* _DOCUMENT SECTION_
— start —
- Theatrical release poster
- Directed by: K. Pratyagatma
- Written by: Acharya Aatreya (dialogues)
- Screenplay by: K. Pratyagatma Acharya Aatreya
- Story by: K. Pratyagatma
- Produced by: A. V. Subba Rao
- Starring: Akkineni Nageswara Rao Jayalalitha
- Cinematography: P. S. Selvaraj
- Edited by: J. Krshna Swamy Balu
- Music by: S. Rajeswara Rao
- Production company: Prasad Art Productions
- Distributed by: Navayuga Films
- Release date: 6 June 1969;
- Running time: 175 minutes
- Country: India
- Language: Telugu

= Aadarsa Kutumbam =

Aadarsa Kutumbam is a 1969 Indian Telugu-language drama film directed by K. Pratyagatma. It stars Akkineni Nageswara Rao and Jayalalithaa, with music composed by S. Rajeswara Rao. It was produced by A. V. Subba Rao under the Prasad Art Productions banner. The film won the National Film Award for Best Feature Film in Telugu for the year 1969.
— end —
Outline records for named regions:
— start —
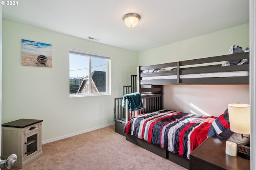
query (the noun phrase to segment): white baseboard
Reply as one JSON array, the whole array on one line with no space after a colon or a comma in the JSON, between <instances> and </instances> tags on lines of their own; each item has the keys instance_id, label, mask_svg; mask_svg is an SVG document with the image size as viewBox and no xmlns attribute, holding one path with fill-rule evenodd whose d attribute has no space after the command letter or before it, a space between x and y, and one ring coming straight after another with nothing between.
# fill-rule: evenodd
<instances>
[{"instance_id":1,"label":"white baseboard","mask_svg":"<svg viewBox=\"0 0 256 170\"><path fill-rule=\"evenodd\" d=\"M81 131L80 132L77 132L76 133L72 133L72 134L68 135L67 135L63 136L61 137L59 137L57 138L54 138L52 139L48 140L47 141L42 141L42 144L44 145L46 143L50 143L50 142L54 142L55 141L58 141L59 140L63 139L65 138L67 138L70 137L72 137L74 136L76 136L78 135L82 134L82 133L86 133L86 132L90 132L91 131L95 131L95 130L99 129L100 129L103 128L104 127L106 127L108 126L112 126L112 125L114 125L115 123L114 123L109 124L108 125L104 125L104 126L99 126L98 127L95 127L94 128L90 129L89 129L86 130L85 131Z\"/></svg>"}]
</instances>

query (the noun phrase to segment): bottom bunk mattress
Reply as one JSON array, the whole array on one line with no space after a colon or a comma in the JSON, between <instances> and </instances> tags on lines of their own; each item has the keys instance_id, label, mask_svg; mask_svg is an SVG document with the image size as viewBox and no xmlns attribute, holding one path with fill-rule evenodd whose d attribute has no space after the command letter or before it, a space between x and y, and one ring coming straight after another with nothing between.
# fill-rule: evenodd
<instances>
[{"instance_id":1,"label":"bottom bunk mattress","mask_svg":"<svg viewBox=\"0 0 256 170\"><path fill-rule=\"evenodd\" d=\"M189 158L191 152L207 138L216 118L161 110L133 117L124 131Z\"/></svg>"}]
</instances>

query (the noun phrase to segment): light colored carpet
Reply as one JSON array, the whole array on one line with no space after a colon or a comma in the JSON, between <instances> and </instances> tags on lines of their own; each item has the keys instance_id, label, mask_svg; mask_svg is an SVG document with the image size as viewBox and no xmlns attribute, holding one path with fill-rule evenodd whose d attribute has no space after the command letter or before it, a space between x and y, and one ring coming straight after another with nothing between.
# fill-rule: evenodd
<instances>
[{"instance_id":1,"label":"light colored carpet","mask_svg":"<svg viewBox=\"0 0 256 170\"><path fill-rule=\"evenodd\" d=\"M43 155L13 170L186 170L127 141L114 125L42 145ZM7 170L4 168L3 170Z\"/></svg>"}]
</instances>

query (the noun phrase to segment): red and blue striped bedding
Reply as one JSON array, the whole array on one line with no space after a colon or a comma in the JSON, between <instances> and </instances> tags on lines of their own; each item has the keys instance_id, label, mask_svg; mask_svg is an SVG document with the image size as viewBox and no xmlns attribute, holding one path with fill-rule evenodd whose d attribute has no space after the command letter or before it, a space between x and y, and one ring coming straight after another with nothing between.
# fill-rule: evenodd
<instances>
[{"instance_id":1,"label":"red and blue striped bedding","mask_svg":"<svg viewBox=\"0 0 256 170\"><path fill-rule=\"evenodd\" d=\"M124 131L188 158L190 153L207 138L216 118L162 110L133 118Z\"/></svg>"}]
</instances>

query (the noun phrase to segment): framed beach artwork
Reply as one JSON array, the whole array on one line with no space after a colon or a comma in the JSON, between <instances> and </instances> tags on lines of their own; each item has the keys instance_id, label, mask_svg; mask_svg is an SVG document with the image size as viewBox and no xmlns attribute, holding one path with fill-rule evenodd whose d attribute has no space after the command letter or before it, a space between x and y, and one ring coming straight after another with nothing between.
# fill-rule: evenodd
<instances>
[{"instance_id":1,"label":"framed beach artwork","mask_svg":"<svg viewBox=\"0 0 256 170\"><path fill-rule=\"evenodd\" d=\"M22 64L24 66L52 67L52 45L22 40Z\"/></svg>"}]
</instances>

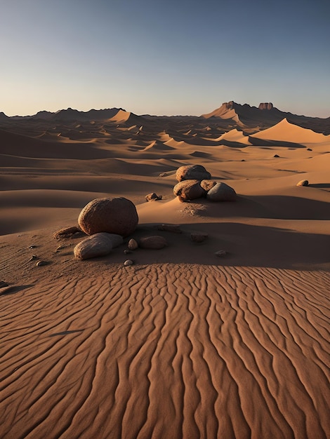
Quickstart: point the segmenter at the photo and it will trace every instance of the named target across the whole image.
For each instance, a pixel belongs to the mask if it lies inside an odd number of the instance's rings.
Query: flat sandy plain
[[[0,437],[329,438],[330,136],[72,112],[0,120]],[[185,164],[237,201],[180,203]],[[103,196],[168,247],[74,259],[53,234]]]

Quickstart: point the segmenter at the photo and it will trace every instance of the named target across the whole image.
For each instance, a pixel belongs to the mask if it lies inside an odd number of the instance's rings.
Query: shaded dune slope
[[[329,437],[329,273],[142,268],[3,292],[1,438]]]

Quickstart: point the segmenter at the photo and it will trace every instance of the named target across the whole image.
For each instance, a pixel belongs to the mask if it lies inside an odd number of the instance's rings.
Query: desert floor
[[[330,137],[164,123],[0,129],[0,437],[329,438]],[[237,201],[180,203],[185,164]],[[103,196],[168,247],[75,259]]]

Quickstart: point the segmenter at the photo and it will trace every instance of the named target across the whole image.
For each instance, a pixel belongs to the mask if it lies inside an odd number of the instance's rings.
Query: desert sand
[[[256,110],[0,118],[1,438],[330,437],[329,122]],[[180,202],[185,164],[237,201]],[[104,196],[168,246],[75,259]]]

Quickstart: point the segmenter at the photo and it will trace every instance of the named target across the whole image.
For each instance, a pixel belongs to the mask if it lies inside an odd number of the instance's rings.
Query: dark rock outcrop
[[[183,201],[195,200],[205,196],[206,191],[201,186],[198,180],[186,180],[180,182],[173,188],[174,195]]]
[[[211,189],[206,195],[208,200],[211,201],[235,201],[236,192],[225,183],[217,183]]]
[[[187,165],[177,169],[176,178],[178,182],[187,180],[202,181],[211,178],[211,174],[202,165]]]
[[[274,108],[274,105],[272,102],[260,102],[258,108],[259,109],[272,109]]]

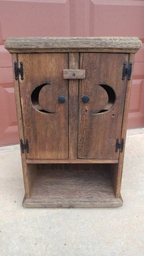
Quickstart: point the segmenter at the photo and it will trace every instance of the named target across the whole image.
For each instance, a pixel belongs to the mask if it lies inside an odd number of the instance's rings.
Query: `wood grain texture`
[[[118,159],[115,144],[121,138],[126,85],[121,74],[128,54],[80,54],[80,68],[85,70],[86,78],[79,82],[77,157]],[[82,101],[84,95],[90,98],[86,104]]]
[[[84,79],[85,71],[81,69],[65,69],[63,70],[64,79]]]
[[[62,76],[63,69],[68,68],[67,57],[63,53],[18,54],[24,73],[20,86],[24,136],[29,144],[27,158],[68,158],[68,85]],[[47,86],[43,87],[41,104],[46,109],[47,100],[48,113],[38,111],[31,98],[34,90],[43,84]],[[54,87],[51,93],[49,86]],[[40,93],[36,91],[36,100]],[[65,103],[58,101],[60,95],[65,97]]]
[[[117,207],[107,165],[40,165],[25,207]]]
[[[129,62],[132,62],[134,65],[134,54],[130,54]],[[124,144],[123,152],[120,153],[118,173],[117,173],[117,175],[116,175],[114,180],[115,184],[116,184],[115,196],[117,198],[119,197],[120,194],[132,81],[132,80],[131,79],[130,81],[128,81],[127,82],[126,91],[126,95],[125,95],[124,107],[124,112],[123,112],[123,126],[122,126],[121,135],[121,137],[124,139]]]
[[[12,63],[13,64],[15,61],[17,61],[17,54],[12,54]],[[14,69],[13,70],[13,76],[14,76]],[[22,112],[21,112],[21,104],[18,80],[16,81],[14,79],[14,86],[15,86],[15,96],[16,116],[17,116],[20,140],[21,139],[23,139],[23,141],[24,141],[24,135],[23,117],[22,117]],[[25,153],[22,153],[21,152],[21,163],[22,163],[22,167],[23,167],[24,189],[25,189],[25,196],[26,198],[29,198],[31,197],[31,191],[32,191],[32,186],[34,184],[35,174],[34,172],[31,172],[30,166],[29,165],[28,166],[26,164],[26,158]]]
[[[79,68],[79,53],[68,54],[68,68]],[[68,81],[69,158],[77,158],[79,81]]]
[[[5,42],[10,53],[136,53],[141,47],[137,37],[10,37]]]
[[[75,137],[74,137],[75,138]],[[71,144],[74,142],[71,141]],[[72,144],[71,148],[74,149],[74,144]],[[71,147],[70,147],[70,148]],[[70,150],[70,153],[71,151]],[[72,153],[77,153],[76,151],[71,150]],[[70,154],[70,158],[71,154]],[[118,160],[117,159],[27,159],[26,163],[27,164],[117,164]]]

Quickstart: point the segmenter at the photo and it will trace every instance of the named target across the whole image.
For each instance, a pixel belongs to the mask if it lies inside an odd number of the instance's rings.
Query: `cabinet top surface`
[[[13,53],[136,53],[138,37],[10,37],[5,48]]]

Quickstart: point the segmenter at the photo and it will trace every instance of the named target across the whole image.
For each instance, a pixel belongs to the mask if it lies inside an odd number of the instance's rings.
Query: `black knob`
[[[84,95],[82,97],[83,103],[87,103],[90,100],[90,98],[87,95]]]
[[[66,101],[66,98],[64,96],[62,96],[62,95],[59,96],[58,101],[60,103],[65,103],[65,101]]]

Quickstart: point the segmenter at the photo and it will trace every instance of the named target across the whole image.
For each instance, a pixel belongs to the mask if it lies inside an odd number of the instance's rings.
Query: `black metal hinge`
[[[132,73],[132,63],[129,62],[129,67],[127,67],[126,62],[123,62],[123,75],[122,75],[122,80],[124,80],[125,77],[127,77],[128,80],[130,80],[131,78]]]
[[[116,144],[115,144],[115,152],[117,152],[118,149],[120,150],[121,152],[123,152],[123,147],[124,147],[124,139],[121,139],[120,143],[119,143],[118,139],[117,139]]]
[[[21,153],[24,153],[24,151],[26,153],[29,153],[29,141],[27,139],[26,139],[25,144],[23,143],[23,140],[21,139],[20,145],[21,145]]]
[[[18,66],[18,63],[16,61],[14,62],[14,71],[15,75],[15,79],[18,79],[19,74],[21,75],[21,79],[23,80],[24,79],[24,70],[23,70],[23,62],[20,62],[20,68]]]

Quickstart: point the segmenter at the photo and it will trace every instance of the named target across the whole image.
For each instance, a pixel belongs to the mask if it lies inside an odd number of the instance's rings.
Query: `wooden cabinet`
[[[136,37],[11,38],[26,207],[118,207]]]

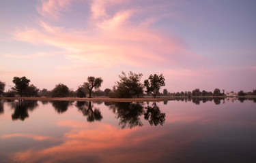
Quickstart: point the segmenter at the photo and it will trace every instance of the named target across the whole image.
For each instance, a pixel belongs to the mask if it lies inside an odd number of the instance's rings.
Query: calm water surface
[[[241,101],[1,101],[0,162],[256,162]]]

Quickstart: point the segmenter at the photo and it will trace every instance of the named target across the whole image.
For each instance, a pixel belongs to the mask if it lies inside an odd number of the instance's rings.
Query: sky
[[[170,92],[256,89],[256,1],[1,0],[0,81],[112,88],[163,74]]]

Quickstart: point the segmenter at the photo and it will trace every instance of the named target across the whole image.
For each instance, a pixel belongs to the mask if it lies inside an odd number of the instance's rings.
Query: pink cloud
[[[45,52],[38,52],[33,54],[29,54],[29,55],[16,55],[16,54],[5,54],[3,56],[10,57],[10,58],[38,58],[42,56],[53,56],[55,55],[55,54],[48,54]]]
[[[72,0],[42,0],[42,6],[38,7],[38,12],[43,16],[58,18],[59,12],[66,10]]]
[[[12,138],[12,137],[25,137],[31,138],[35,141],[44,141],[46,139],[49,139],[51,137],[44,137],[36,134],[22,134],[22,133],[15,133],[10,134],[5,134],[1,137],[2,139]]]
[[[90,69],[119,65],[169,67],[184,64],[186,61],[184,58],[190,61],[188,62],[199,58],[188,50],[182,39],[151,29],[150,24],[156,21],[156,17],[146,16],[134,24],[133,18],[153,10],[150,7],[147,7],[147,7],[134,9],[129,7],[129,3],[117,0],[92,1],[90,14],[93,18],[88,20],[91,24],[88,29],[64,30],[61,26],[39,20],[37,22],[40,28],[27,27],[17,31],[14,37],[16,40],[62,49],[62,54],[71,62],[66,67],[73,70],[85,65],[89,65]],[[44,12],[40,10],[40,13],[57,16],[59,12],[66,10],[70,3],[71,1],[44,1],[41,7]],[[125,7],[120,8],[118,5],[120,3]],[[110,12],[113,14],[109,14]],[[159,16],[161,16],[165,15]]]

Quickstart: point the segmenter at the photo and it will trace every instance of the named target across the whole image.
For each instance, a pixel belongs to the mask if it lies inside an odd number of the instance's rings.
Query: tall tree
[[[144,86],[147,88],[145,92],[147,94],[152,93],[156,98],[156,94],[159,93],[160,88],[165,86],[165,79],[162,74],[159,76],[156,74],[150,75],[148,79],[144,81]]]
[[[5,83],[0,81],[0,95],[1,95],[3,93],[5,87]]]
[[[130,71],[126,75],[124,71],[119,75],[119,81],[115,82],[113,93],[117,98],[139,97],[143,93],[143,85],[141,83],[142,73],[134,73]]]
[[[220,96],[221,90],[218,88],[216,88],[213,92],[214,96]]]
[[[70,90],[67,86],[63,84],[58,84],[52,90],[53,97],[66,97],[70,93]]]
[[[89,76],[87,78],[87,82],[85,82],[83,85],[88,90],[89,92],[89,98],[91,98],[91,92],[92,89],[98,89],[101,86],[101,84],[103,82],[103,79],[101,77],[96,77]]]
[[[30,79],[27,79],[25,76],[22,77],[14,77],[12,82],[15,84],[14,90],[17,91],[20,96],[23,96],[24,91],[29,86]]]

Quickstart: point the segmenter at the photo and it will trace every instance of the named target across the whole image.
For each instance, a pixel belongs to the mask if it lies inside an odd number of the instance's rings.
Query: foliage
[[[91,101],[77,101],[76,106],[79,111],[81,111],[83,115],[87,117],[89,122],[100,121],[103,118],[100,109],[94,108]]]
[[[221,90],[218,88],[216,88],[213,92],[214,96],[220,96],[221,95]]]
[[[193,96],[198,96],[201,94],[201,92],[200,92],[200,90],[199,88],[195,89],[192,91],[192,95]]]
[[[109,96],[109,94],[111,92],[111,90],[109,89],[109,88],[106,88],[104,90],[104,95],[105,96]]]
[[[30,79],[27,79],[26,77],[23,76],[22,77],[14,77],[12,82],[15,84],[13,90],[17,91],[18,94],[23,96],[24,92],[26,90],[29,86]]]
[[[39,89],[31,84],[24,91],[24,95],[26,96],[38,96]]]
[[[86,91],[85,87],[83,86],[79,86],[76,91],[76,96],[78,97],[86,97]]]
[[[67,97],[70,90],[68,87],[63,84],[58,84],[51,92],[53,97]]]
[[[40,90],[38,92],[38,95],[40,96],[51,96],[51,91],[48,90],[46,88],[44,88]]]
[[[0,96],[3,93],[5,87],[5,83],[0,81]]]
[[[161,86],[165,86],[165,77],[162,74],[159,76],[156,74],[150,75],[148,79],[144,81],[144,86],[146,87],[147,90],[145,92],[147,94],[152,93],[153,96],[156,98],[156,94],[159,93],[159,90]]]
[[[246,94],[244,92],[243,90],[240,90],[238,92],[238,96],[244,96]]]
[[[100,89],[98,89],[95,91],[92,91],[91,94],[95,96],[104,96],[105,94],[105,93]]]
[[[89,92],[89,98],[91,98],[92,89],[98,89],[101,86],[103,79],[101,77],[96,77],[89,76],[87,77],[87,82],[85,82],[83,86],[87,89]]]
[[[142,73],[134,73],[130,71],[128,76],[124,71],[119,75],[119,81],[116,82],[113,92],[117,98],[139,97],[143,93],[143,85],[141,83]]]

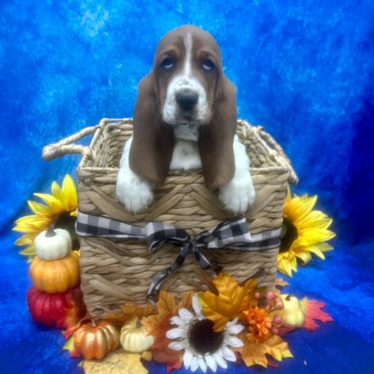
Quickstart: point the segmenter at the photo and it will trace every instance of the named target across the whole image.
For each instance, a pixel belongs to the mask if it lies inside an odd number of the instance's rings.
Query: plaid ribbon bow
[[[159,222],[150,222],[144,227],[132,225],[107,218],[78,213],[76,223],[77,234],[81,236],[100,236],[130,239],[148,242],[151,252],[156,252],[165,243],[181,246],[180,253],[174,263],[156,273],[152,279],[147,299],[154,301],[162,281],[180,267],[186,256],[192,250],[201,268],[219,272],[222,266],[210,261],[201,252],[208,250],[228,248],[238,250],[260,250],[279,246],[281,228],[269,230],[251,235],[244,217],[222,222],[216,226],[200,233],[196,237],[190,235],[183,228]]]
— end —
* _EXERCISE REQUIREMENTS_
Answer these questions from the Aadarsa Kutumbam film page:
1. Who handled the cinematography?
2. What is the running time?
3. Which award did the film win for 1969?
The records have nothing to do with the text about the film.

* _RESPONSE BELOW_
1. P. S. Selvaraj
2. 175 minutes
3. The National Film Award for Best Feature Film in Telugu